-- Exercises to complete --
a. Answer these questions about the value-iteration passage, one per line, marking each answer the same way:
(i) When north is chosen from $M_{2,3}$, what is the chance of arriving at $M_{1,3}$?
(ii) What value does the passage calculate for choosing south from $M_{2,3}$?
(iii) Which action does the passage call optimal?
b. State whether each statement agrees with the value-iteration passage. Answer yes or no, quoting the words of the passage that decide it.
(i) Choosing south from $M_{2,3}$ gives an $80\%$ chance of arriving at $M_{3,3}$.
(ii) Hitting the wall is still the most optimal action.
(iii) The optimal value backed up for $M_{1,3}$ is $100$.
c. Carry on the value-iteration passage from where it stops.

[start Page text]

➂$V(M_{2,3},N)=-3+0.8\cdot77+0.1\cdot0+0.1\cdot-100=48.6$, for we choose north, the immediate reward of leaving $M_{2,3}$ is $-3$, and $80\%$ chance to arrive $M_{1,3}$ of reward $77$, $10\%$ chance to bounce back to $M_{2,3}$ of reward $0$, $10\%$ chance to down to $M_{2,4}$ of reward $-100$.
➃$V(M_{2,3},S)=-3+0.8\cdot0+0.1\cdot0+0.1\cdot-100=-13$, for we choose south, the immediate reward of leaving $M_{2,3}$ is $-3$, and $80\%$ chance to arrive $M_{3,3}$ of reward $0$, $10\%$ chance to bounce back to $M_{2,3}$ of reward $0$, $10\%$ chance to down to $M_{2,4}$ of reward $-100$.
Trivially, we have $V(M_{2,3},N)=48.6$ the maximized value, and the north is the optimal action. Please be recalled that hitting the wall is not the most optimal action any more, it is a major different from prior illustration! That's because we have successfully backup a optimal value of $M_{1,3}=77$.

[end Page text]
[start Provided data]

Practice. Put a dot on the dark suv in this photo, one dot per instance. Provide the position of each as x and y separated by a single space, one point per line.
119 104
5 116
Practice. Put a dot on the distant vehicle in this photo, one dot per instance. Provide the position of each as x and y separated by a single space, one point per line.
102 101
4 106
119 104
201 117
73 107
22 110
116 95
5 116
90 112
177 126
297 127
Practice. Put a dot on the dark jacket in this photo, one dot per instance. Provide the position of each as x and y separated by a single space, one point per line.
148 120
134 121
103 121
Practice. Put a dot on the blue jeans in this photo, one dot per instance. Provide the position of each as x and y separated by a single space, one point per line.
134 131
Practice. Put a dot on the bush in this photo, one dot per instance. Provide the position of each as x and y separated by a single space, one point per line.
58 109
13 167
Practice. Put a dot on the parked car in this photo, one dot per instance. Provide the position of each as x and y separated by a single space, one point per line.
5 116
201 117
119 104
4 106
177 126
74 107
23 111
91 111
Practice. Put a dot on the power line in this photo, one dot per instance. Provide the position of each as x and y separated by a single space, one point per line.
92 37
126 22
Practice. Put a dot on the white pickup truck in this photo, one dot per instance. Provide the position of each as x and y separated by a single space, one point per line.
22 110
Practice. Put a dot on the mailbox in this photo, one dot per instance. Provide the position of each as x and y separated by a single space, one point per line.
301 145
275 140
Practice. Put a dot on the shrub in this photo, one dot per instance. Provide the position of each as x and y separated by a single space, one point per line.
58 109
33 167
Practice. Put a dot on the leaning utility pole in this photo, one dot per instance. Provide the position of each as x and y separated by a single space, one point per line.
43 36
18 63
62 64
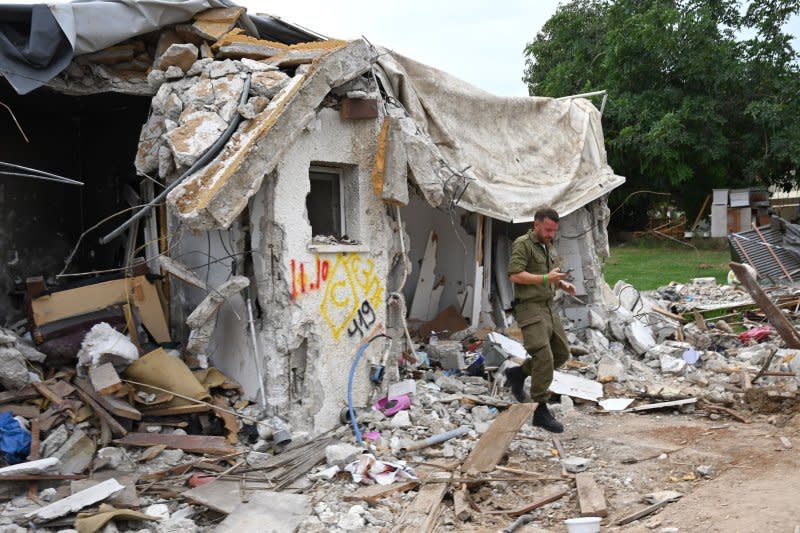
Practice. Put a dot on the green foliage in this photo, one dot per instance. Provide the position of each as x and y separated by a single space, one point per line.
648 266
692 104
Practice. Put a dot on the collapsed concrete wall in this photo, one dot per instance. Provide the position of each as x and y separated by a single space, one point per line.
318 301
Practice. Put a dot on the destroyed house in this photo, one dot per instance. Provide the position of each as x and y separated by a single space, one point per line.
264 199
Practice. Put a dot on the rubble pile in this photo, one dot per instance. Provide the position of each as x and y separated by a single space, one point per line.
131 437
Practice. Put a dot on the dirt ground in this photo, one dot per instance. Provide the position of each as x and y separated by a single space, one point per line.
754 484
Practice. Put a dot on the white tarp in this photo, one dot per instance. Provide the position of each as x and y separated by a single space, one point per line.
522 152
91 25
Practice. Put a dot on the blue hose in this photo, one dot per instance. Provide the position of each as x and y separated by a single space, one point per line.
350 409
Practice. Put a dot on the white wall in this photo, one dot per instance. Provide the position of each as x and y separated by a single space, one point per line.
455 255
307 329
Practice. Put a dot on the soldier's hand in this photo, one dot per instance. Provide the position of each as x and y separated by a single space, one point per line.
555 276
568 287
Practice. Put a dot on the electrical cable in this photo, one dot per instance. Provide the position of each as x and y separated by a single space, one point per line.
207 156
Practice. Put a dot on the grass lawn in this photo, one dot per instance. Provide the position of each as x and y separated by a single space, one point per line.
649 265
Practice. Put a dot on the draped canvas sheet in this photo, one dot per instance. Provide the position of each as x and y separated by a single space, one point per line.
522 152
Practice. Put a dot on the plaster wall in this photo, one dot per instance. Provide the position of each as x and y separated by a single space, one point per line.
317 306
455 257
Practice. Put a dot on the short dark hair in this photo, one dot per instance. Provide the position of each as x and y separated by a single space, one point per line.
545 212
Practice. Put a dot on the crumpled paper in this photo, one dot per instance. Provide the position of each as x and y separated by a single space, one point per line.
368 470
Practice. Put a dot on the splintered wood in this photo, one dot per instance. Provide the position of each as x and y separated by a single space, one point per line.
591 498
492 446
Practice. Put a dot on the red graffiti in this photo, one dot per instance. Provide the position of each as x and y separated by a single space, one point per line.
301 283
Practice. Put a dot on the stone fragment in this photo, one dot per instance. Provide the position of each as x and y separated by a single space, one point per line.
200 93
76 453
173 73
704 470
173 107
194 136
256 66
54 441
598 343
341 454
13 369
617 322
149 141
226 89
182 56
199 66
268 84
629 297
672 365
610 369
217 69
213 24
597 318
575 464
756 354
639 336
449 384
166 164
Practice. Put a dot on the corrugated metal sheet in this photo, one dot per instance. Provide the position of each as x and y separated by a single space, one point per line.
750 248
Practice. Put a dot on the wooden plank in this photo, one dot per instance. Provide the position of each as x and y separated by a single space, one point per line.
548 495
774 315
115 426
492 446
426 280
664 312
119 407
190 443
643 512
661 405
28 411
421 515
461 503
25 393
82 300
591 497
180 410
33 486
47 393
373 493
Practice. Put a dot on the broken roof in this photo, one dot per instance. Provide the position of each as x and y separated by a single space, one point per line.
499 156
38 41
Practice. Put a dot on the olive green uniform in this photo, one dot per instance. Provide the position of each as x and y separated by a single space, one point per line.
536 314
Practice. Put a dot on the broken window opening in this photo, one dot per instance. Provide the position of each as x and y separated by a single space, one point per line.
324 203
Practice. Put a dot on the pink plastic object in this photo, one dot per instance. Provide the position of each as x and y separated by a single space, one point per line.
395 405
759 334
372 435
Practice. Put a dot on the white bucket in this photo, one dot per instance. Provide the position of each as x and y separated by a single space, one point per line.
587 524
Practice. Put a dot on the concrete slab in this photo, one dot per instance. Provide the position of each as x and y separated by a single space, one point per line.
267 512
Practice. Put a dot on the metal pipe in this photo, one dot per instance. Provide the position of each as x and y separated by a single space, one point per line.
256 352
436 439
40 172
209 154
37 177
582 95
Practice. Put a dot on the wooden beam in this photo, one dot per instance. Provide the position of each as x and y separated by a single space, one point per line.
591 498
190 443
115 426
772 312
492 446
421 515
373 493
82 300
104 379
549 495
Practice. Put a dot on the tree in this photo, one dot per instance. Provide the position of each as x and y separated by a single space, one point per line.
692 105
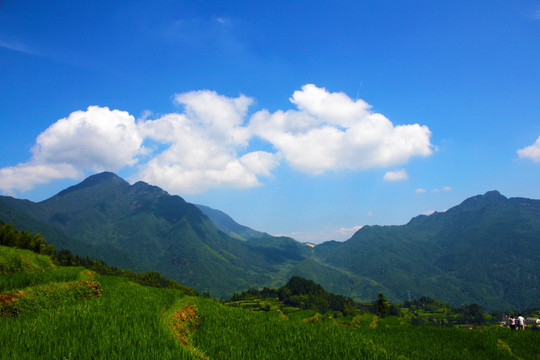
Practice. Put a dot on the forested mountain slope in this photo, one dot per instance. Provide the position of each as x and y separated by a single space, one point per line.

[end Provided data]

-- Written responses --
a.
(i) $80\%$
(ii) $-13$
(iii) North

b.
(i) Yes: "$80\%$ chance to arrive $M_{3,3}$ of reward $0$"
(ii) No: "hitting the wall is not the most optimal action any more"
(iii) No: "we have successfully backup a optimal value of $M_{1,3}=77$"

c.
We can propagate value backwards in reverse order of action, executing from $M_{1,4}=+100$, through this grid world and fill every every single state with a better value estimation. If we do this, run the value iteration through convergence, then, we get the following value function:
Below is the corresponding mapping of optimal policy containing an optimal action to each distinct state that can maximize its future value function:
After following up above iteration, you might be impressed with such backup process by propagating value function in reverse order sequence of action executing from the goal state back to its previous state.
Value Iteration Under Stochastic Environment Of Two States World
Next, I am going to illustrate in a more general case of stochastic environment containing only 2 states. That’s for the better understanding and ease of computation. In this example, the goal state would be the estimated out target.
Suppose you are given below 2 states environment with each initialized with value function $0$, the red curve is the action you try to stay in the same state, that says you try to stop, while the blue curve is the action to move to another state:
➀the $S_1$ has both stop and move actions, the stop execution will have $50\%$ chance to stay, $50\%$ chance to move to $S_2$, the move action will have $100\%$ chance to reach $S_2$.
➁the $S_2$ has both stop and move actions, the stop execution will have $100\%$ chance to stay, the move action will have $100\%$ chance to reach $S_1$.
➂the immediate rewards are $R(S_1)=3$ and $R(S_2)=-1$.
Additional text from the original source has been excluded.